(Text):
The previous article mentioned that the RMQ problem can be handled using the ST table algorithm, but when online modifications are needed, the segment tree is a better choice.
As shown in the figure, it is clear that the segment tree is a binary search tree.
The points to note are as follows:
- The segment tree is stored in an array, and the array space is generally opened up to 4*n times the original array (to be precise, n is rounded up to the next power of 2 and then multiplied by 2, e.g., 5->8->16).
- In the segment tree array storage, if a node is numbered n, then its left child is numbered 2 * n (represented as n << 1), and the right child is numbered 2*n+1 (represented as n << 1 | 1).
- The root node is defined as 1.

(Request A):
Answer these questions about the segment tree text:
(i) Which algorithm did the previous article use for the RMQ problem?
(ii) In the array storage, what number does the right child of node n receive?
(iii) What number is the root node given?
(Request B): Continue the segment tree text from its last line.

(Location labeling records)
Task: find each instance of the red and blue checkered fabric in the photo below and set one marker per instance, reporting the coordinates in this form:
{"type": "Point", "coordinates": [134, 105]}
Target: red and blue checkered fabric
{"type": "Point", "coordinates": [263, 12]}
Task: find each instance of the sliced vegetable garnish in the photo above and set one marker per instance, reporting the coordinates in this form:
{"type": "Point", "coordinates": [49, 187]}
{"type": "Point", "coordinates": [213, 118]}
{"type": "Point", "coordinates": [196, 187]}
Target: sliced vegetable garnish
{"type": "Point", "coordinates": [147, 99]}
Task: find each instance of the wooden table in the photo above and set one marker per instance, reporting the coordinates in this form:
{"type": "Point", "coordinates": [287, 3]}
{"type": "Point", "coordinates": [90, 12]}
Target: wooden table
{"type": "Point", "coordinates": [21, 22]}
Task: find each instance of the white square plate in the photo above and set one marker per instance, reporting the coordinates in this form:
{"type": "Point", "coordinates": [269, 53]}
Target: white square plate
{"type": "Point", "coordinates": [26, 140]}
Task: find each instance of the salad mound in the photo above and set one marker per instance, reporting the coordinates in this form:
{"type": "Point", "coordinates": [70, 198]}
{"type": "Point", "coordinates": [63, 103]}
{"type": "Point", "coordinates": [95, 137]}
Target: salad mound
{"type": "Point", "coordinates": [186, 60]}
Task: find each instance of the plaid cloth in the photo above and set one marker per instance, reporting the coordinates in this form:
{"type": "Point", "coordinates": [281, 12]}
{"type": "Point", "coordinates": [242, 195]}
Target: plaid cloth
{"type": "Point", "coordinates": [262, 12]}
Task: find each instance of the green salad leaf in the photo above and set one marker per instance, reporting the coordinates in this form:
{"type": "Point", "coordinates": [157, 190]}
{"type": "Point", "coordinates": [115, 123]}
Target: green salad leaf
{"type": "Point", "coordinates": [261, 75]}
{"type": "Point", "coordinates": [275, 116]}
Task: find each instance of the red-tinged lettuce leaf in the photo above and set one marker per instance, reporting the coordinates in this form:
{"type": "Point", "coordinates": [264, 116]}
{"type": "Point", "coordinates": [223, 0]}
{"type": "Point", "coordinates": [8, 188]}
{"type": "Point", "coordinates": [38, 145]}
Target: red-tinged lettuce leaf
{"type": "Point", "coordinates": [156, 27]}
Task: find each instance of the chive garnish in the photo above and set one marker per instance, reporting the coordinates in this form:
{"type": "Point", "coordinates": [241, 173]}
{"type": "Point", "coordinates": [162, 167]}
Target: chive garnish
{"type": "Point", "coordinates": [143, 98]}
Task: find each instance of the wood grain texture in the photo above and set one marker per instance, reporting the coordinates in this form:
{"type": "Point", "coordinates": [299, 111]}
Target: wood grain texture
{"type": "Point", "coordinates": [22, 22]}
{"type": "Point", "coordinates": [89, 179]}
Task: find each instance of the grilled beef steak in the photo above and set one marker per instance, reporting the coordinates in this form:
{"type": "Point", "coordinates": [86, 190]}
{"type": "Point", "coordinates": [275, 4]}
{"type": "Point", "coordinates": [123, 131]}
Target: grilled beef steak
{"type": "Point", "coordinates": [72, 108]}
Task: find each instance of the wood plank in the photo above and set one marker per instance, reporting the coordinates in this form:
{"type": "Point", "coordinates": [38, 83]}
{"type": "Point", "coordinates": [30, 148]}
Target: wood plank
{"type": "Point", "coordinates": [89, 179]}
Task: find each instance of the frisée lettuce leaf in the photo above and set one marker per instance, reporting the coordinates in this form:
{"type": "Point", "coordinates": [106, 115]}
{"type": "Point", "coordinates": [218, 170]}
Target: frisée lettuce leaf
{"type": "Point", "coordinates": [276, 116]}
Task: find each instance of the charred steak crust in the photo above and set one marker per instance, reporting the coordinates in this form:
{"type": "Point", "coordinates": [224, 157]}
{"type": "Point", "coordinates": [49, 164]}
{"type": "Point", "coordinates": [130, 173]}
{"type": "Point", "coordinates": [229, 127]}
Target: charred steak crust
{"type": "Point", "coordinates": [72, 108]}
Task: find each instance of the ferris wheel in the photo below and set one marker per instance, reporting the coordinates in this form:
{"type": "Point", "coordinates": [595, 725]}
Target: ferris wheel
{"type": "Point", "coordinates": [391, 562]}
--
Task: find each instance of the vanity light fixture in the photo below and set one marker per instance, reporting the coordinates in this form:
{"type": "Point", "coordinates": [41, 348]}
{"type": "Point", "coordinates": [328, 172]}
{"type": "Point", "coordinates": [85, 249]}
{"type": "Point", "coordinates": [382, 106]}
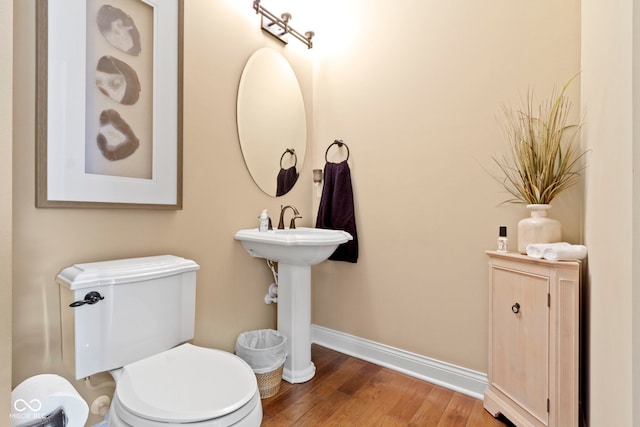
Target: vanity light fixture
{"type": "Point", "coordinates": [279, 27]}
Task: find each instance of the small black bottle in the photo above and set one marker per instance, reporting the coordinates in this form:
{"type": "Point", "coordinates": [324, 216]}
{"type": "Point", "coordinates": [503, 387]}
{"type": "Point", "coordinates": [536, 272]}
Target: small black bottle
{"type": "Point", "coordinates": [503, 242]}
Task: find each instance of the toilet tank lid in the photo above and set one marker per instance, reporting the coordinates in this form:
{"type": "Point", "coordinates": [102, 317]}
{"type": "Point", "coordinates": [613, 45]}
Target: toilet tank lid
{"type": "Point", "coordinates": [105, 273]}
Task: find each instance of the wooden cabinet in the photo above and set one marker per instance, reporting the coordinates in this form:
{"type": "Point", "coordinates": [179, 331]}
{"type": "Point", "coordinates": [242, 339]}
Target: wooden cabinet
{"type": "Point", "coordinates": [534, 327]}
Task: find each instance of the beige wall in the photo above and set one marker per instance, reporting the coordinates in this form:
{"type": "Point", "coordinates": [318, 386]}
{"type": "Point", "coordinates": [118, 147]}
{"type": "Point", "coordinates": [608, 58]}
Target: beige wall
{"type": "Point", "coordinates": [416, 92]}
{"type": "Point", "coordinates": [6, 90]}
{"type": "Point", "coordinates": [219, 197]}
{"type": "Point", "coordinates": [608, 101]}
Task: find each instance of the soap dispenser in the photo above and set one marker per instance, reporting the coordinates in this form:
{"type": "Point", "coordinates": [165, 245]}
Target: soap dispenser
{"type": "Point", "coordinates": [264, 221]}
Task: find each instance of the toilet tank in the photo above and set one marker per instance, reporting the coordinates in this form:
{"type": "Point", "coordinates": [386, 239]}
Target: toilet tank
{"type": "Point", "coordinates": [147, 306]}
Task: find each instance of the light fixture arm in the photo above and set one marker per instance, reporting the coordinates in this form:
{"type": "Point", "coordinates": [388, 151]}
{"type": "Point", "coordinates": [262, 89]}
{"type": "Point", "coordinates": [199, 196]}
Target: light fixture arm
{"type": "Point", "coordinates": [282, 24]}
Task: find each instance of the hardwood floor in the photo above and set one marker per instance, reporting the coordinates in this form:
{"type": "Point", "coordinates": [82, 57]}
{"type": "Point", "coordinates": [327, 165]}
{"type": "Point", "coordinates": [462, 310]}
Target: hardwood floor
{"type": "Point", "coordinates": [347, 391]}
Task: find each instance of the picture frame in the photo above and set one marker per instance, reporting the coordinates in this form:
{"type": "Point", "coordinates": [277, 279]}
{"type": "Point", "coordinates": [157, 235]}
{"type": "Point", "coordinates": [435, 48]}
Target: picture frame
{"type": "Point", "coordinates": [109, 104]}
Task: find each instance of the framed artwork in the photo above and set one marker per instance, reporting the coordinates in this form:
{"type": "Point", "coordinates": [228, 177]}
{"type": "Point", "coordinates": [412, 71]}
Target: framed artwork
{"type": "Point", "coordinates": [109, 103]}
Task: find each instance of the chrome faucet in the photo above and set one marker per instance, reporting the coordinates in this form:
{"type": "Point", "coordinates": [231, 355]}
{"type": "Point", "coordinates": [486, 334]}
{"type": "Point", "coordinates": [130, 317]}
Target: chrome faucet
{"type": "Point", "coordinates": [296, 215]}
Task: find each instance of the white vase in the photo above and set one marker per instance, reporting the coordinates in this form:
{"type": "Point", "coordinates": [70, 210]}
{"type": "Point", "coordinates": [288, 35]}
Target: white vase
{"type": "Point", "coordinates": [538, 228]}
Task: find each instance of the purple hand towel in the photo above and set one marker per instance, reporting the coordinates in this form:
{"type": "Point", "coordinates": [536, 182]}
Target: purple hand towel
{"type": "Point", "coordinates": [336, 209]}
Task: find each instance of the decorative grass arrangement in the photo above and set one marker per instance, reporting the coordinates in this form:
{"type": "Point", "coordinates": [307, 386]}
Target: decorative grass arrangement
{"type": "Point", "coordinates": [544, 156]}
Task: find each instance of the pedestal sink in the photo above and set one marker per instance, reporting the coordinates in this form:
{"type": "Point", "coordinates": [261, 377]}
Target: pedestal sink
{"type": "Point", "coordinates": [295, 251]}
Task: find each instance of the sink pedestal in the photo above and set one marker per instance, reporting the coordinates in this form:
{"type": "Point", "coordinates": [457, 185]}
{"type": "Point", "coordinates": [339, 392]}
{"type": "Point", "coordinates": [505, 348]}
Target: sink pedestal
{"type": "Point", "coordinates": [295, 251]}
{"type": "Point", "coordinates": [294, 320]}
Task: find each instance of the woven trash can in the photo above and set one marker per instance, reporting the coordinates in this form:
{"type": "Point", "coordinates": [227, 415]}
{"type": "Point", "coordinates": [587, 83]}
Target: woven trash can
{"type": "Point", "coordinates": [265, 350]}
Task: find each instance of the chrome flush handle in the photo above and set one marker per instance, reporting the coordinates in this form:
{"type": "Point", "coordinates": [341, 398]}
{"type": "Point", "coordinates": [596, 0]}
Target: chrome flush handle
---
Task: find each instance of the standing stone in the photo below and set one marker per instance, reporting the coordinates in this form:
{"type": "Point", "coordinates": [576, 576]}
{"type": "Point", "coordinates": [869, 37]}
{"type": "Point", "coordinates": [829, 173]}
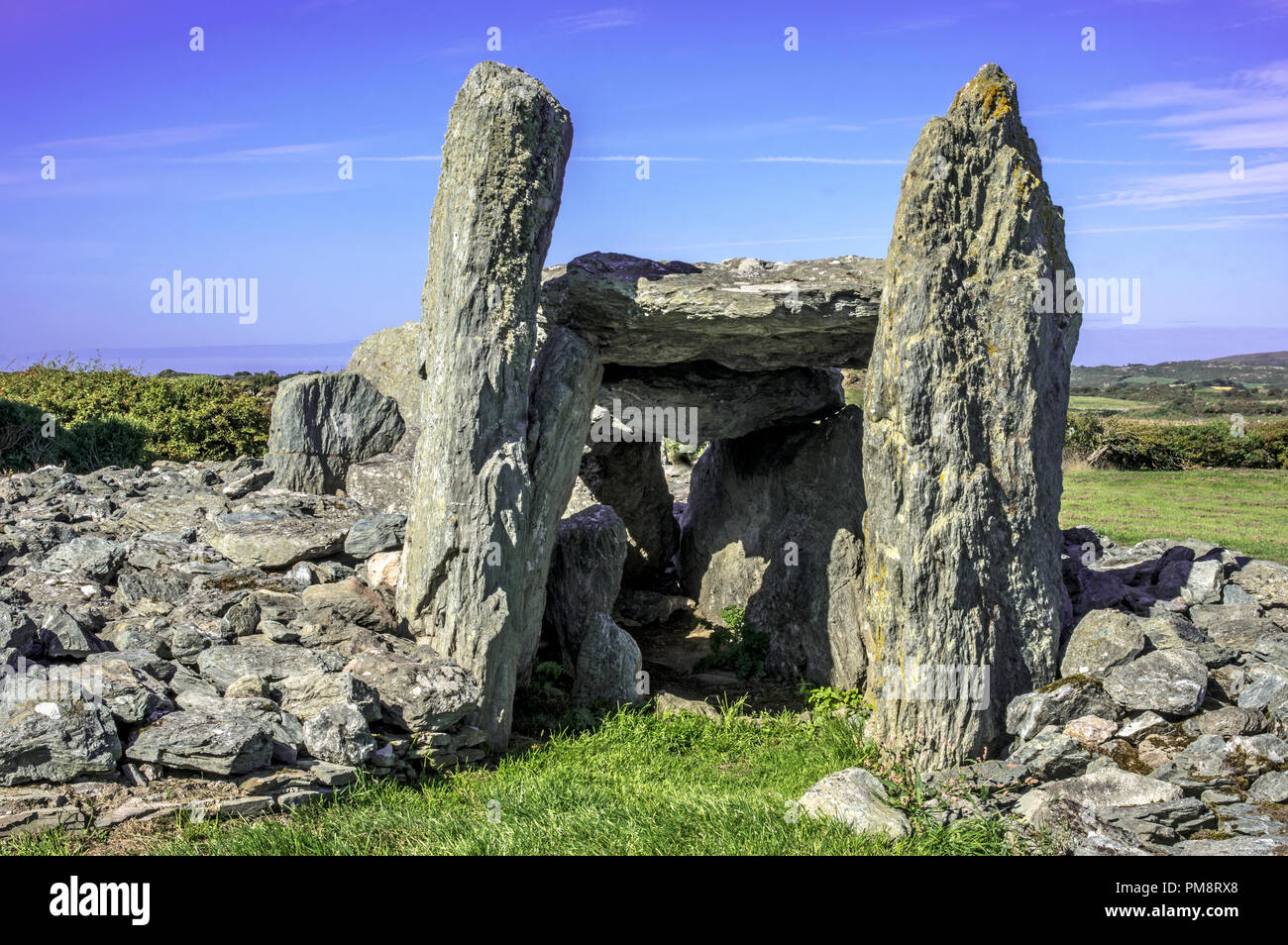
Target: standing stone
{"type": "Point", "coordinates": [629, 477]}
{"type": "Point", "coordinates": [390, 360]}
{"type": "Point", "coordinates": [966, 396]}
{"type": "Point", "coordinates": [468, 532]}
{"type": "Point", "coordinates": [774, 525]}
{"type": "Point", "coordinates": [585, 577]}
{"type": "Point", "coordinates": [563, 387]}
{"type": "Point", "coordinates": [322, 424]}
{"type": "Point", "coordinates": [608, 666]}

(Final result A):
(i) The ST table algorithm.
(ii) 2*n+1, written as n << 1 | 1.
(iii) 1.

(Final result B):
1. Querying the Minimum Value in a Range (Point Modification)#
Template Problem: hihoCoder #1077 RMQ Problem Revisited - Segment Tree
Problem summary: Given an array A, there are two types of operations: querying the minimum value in the range from l to r, or modifying the value at index p to v.
Using the segment tree to maintain the minimum value, to change it to query the maximum value, simply replace all min with max and change inf to 0.
1. Building the Tree#
void pushup(int rt) {// Update node information, here taking the minimum value as an example, can be changed to maximum value
Tree[rt] = min(Tree[rt << 1], Tree[rt << 1|1]);
}
void Build(int l, int r, int rt) {// [l,r] represents the range, rt represents the actual stored index
if (l == r) {// Reached leaf node
Tree[rt] = A[l];
return;
}
int mid = l+r>>1;
Build(l,mid,rt << 1);// First build the left child
Build(mid+1,r,rt << 1 | 1);// Then build the right child
pushup(rt);// Update information using left and right children
}
2. Update#
When calling, the parameters are the root node index, modification position p, the value to modify to v, and the range affected by the modification (i.e., 1~n).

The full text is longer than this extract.